Records in a dataset
------------------------------------------------------------------------

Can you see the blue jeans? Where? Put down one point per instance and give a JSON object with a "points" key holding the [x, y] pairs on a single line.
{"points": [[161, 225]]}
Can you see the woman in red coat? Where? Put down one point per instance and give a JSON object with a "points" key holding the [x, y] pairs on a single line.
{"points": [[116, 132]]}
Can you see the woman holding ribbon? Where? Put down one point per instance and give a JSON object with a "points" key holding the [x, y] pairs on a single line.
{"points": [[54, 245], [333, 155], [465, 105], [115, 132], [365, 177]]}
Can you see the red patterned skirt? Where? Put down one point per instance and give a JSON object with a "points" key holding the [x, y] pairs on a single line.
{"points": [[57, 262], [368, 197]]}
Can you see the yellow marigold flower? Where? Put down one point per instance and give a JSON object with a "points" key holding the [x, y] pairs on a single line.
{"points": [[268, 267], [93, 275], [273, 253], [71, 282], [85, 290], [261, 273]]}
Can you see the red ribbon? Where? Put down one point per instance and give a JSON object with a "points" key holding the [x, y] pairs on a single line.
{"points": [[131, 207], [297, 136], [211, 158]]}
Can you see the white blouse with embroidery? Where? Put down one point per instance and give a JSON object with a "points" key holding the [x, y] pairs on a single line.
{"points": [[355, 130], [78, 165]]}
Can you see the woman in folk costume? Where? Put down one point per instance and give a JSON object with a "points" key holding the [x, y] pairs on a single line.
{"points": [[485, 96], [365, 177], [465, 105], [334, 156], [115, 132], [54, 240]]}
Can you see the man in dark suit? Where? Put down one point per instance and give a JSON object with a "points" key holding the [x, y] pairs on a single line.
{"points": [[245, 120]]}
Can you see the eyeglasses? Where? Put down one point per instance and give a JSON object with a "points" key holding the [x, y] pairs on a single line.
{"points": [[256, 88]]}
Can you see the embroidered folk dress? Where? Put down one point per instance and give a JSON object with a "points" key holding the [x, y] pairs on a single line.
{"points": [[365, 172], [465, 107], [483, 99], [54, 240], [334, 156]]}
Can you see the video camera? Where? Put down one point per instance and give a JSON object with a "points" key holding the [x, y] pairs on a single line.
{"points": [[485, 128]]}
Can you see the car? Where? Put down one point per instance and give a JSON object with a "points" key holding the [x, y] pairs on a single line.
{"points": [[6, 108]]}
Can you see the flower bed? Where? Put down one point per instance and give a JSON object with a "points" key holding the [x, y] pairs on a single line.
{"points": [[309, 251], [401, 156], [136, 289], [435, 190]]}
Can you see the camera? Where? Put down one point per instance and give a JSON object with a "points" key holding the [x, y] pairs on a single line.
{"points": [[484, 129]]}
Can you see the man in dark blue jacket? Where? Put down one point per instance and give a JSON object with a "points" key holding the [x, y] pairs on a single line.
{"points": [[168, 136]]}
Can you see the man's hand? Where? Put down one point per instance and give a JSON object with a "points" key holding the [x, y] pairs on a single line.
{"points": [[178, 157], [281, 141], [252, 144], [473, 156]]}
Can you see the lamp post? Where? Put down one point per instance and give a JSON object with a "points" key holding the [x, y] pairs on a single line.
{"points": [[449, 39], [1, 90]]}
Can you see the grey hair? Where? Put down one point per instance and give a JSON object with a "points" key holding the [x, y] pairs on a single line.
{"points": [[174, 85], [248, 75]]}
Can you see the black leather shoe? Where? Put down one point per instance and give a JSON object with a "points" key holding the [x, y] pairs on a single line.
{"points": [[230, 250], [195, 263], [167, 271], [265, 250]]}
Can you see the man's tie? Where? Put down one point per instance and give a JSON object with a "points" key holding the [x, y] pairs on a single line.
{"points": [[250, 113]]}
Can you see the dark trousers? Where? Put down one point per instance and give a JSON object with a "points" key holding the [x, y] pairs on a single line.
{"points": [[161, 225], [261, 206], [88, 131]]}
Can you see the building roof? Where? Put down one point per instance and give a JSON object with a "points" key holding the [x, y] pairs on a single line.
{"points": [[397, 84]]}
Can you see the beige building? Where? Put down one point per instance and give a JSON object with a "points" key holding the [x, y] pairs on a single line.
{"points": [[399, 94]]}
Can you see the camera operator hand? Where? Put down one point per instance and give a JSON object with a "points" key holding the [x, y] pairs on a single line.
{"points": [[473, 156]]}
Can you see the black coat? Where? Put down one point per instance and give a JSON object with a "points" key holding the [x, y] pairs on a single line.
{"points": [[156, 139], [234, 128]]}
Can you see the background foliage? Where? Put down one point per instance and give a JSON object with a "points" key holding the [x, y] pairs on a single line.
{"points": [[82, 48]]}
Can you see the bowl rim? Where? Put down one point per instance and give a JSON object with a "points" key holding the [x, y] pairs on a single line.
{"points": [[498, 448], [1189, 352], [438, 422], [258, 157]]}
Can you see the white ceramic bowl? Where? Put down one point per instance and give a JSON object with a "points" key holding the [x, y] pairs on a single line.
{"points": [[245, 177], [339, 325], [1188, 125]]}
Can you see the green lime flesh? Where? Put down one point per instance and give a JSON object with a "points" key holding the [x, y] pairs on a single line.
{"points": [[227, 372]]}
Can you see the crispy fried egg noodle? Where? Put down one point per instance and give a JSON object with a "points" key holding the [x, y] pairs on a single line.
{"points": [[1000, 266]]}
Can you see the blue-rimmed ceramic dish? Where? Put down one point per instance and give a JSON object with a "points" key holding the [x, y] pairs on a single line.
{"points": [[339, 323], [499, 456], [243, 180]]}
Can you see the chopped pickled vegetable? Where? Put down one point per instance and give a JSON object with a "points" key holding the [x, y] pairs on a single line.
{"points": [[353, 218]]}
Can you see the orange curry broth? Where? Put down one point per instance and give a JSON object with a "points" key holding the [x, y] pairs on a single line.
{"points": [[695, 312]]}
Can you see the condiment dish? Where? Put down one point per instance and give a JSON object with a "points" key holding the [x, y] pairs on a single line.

------------------------------------------------------------------------

Exercise objective »
Reproduce the material above line for line, without changing a word.

Complete response »
Can you see the blue jeans? Where? Put down one point per instance and give a JSON object with a "points" key holding the [x, y] pairs on a single line.
{"points": [[161, 225]]}
Can you see the woman in red coat? Where? Put down one point per instance and give a JSON object with a "points" key holding the [x, y] pairs on a single line.
{"points": [[116, 132]]}
Can you see the woman holding ribbon? Where? Put down one point per instance and give a JSON object with a "points" key holding the [x, y] pairs on a single line.
{"points": [[54, 245], [333, 155], [465, 105], [115, 132], [365, 177]]}
Can you see the red patterned skirt? Where? Put down one point per instance and give a JSON object with a "points" key holding the [x, y] pairs on a single line.
{"points": [[57, 262], [368, 197]]}
Can you see the yellow marigold flower? Where? Put down one point per instance and give a JSON object with a "points" key holding the [x, y] pairs on a single line.
{"points": [[268, 267], [93, 275], [273, 253], [71, 282], [85, 290], [261, 273]]}
Can you see the red ribbon? Where? Put down one point per instance and give a JSON object with a "points" key holding the [x, y] pairs on a single line.
{"points": [[131, 207], [297, 136], [211, 158]]}
Can you see the white blouse with embroidery? Where? Put down one point per instance and give a JSON object with a "points" key holding the [x, y] pairs on a single line.
{"points": [[355, 130], [78, 165]]}
Can you see the woman in folk costume? Where? Put down one point per instance and give a JSON object with a "points" key holding the [x, y] pairs on a single line.
{"points": [[485, 96], [365, 177], [465, 105], [334, 156], [115, 132], [54, 240]]}
Can you see the man in dark suit? Where? Put down one point per instance and give a JSON object with a "points" key holding the [x, y] pairs on a single line.
{"points": [[245, 120]]}
Can you see the eyeglasses? Where? Put down one point per instance and give a JSON object with a "points" key holding the [x, y] pairs on a single line.
{"points": [[256, 88]]}
Can you see the embroidered folk dress? Where? Put down one point per instance and give a JSON object with a "points" key holding the [x, y] pairs on a single line.
{"points": [[365, 172], [465, 107], [483, 99], [54, 240], [334, 156]]}
Can you see the video camera? Where? Put down one point per instance and give a JSON object with a "points" key holding the [x, y] pairs on a single line.
{"points": [[485, 128]]}
Can you see the car? Where? Put down one point per instance and give a JSON object with a "points" key holding the [x, y] pairs on a single line.
{"points": [[6, 108]]}
Can you see the flower bed? Where? Put down one point per instance and give a JSON object with a "points" key holding the [x, y] pairs on a single line.
{"points": [[309, 251], [401, 156], [136, 289], [435, 190]]}
Can you see the camera? Where? Put down one point per instance and give a JSON object with a "points" key holding the [x, y] pairs on a single line.
{"points": [[484, 129]]}
Can you see the man in dark blue jacket? Where? Put down one point per instance and give a JSON object with a "points" key holding the [x, y] pairs on a single line.
{"points": [[168, 136]]}
Can you see the man's hand? Where? Put down one point per instance and give a JSON object with a "points" key holding the [x, y] pairs on a single line.
{"points": [[178, 157], [281, 141], [252, 144], [473, 156]]}
Can you see the lamp post? Where? Put down one point per instance and give a JSON object with a "points" key holding the [x, y] pairs on a single line.
{"points": [[449, 39], [1, 90]]}
Can you see the grey hair? Where? Put down one point per instance and give a JSON object with a "points" key holding the [x, y] pairs on a single line.
{"points": [[174, 85], [248, 75]]}
Can you see the black leather shoe? Where? Put down one point per instance and give a JSON object with a "points" key holding the [x, y] pairs on a single line.
{"points": [[230, 250], [195, 263], [167, 271], [265, 250]]}
Can you see the man's tie? Where? Put down one point per instance and give a JSON object with a "points" key holding the [x, y] pairs on a single line.
{"points": [[250, 113]]}
Can you see the dark trousers? Where? Put down one point per instance and give a JSON object with a "points" key holding the [x, y] pairs on a single line.
{"points": [[161, 225], [261, 206], [88, 131]]}
Can you see the building roof? Where? Put down one point per instance and give a JSON object with a "points" key holding the [x, y] pairs on a single line.
{"points": [[397, 84]]}
Can you see the beige building? Where? Put down one point per instance and give a JSON object with a "points" key holding the [x, y] pairs on a single line.
{"points": [[399, 94]]}
Can you see the camera operator hand? Where? Put down one point per instance and give a JSON object with a "points" key holding the [x, y] pairs on a single line.
{"points": [[473, 156]]}
Can you see the black coat? Where? Put down one point per instance and give a JSON object with a "points" key holding the [x, y] pairs on a single line.
{"points": [[156, 139], [234, 128]]}
Can you see the background foliage? Where? Put down one point per instance and give a JSON object with a "points" key holding the [x, y] pairs on a single line.
{"points": [[82, 48]]}
Can you see the bowl rim? Where? Put down one point per instance and give a JSON object with a "points" key holding the [x, y] pairs on a single line.
{"points": [[498, 448], [1189, 352], [438, 422], [258, 157]]}
Can you see the white ceramic bowl? Where? Put down one point per instance and give a JSON object with a "points" key holding the [x, y] pairs on a single line.
{"points": [[245, 177], [339, 325], [1188, 125]]}
Can you see the green lime flesh? Where? Put down one point per instance and give a JSON object with a "points" key holding the [x, y] pairs on a single line.
{"points": [[227, 372]]}
Can you see the crispy fried egg noodle? Where? Put down one point per instance and give a JSON object with a "points" key holding the [x, y] pairs on a single line.
{"points": [[1000, 266]]}
Can you see the blue-rimmed ceramic dish? Where? Put down one point per instance and give a JSON object with a "points" key holding the [x, y] pairs on a single line.
{"points": [[339, 323], [499, 456], [243, 180]]}
Can you see the chopped pickled vegetable? Where? Put down one point per instance and give a JSON object with a "points" key holding the [x, y] pairs on a single line.
{"points": [[353, 218]]}
Can you see the orange curry broth? Where? Put down one point per instance and give a JSON object with a "points" key holding the [x, y] pairs on a single line.
{"points": [[695, 312]]}
Can you see the condiment dish? Where? Put down one point per instance and give a JSON object with a "points" key holding the [x, y] pairs on a single line.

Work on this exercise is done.